((

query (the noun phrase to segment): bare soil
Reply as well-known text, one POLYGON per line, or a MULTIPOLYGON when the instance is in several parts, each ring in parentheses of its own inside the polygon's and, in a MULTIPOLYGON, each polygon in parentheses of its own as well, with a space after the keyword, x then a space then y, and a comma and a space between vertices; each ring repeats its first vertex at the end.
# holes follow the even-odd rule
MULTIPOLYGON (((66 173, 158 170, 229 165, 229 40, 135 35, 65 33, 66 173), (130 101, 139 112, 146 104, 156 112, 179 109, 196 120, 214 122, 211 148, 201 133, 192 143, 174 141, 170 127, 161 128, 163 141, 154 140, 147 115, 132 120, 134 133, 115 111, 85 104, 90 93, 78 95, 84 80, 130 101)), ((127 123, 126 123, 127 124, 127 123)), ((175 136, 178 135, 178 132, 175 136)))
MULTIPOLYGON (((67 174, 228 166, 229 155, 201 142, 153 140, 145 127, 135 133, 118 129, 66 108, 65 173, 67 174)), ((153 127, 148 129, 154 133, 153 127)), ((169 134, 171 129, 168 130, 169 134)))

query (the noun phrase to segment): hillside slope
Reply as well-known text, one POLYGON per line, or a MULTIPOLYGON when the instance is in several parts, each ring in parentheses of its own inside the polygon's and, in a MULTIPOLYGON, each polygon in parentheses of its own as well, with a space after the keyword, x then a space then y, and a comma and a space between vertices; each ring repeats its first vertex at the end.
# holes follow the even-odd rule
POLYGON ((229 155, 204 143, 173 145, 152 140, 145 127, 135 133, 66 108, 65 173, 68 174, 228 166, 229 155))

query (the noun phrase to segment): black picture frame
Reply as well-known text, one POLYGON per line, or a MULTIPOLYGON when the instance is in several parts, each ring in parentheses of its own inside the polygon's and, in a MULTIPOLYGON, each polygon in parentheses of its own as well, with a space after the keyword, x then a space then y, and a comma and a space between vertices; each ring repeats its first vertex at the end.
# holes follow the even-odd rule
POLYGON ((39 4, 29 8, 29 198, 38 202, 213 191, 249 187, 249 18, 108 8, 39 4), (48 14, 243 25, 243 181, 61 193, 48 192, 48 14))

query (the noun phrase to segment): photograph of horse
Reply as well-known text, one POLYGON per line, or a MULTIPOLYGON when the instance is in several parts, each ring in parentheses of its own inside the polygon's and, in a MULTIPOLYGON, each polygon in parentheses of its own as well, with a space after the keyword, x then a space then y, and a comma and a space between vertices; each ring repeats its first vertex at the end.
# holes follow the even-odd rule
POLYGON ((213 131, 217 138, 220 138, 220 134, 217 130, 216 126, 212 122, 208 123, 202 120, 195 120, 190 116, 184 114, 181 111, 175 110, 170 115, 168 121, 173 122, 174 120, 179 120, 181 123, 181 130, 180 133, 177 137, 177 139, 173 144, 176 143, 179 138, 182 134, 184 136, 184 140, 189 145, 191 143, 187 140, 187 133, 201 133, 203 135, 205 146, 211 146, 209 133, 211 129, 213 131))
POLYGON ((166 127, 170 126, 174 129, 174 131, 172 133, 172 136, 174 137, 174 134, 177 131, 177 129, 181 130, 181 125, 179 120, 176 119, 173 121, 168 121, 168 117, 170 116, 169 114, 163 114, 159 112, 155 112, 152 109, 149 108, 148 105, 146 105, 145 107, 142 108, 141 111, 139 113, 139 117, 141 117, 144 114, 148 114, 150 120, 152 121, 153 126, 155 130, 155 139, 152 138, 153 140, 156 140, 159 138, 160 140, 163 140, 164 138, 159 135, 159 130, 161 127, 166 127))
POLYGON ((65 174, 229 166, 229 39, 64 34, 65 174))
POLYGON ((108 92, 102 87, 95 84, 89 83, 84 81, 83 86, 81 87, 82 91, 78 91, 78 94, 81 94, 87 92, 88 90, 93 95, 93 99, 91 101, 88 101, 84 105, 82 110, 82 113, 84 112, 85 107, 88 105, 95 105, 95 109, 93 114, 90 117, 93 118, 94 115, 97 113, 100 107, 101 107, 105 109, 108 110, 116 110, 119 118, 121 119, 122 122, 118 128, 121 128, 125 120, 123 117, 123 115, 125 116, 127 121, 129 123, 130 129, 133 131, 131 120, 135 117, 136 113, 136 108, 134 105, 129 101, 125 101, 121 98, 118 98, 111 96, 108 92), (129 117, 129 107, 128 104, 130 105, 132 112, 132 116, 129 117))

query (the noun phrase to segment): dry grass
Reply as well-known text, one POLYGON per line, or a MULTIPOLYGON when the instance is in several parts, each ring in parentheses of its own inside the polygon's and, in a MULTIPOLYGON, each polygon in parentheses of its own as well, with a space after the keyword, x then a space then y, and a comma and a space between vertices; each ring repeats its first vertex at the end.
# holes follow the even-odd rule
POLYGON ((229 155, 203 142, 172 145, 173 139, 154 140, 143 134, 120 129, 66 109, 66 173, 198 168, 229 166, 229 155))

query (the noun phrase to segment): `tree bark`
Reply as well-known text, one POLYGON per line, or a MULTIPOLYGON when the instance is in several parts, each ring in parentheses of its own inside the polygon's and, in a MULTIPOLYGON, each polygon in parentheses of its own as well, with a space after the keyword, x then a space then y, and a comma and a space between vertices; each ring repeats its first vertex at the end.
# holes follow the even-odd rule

))

* _Given request_:
Pull out every line in the items above that contains the string "segment", with matching case.

* _Reply_:
query (the noun phrase to segment): bare soil
query (the noun phrase to segment): hillside slope
query (the noun phrase to segment): black picture frame
query (the noun phrase to segment): photograph of horse
query (the noun phrase to segment): dry grass
query (the noun phrase to segment): `tree bark`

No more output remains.